[start of Material for this exercise]
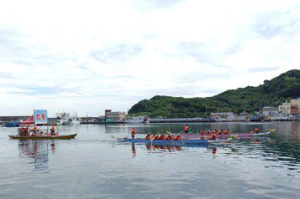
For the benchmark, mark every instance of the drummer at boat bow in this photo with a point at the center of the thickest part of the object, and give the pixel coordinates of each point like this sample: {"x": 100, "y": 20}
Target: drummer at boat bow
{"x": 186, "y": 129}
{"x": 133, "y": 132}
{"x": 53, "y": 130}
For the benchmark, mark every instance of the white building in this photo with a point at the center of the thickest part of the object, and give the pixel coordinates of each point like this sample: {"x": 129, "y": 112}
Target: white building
[end of Material for this exercise]
[start of Material for this exercise]
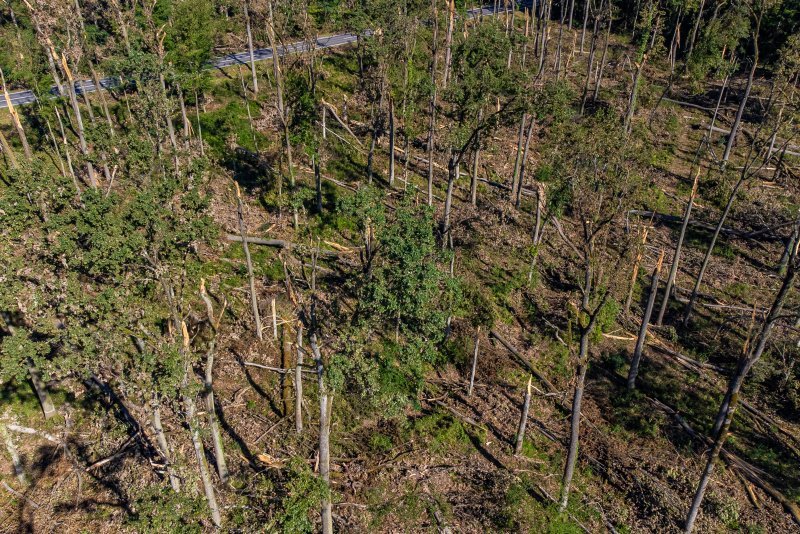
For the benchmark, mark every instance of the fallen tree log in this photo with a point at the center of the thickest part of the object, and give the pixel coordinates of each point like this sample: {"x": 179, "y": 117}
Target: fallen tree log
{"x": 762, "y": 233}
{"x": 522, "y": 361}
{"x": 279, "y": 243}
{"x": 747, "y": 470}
[end of Material for this exercise]
[start of Material for this exercise]
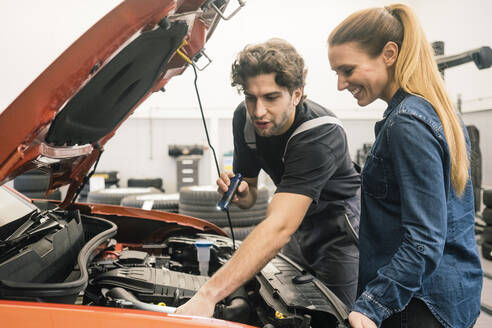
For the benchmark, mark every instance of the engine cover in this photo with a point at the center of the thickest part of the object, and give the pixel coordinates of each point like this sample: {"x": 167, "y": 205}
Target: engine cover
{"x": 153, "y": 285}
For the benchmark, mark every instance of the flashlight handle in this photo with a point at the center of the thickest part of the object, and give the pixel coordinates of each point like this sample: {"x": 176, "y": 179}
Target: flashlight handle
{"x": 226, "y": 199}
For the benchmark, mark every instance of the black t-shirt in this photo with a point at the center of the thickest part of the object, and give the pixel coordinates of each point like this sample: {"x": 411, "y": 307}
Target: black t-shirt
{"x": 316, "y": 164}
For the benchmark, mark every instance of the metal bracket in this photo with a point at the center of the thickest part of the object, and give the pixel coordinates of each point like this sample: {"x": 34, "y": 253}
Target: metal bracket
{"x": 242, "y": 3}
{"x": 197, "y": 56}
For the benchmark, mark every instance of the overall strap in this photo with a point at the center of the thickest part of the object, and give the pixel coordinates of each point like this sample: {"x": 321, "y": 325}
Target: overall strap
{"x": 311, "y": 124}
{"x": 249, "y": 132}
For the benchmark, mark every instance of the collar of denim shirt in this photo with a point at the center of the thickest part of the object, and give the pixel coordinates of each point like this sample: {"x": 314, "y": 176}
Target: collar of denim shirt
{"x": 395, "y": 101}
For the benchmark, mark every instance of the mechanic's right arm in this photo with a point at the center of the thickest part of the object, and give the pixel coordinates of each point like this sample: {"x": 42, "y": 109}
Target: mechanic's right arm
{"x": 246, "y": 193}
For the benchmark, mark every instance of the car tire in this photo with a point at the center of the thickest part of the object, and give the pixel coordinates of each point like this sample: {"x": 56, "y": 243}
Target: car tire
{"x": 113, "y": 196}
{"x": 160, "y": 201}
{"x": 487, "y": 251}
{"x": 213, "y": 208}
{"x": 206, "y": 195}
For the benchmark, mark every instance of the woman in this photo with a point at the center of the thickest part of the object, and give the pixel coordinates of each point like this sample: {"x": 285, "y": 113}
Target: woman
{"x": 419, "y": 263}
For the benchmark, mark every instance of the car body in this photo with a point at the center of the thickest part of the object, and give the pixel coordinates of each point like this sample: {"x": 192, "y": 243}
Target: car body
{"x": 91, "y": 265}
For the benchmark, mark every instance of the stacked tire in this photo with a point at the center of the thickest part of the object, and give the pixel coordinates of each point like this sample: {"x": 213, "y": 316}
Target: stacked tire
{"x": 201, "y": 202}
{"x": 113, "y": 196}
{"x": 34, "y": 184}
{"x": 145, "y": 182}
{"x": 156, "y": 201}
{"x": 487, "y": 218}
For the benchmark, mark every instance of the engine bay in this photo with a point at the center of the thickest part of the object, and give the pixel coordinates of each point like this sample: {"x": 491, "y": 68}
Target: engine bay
[end of Material for this exercise]
Collect and copy out every line in the records that contains the word "tree". Case counts.

For the benchmark, mark every instance of the fallen tree log in this photo with a point at the center of the thickest part of the object, and give the pixel coordinates of each point like this sample: {"x": 179, "y": 117}
Target: fallen tree log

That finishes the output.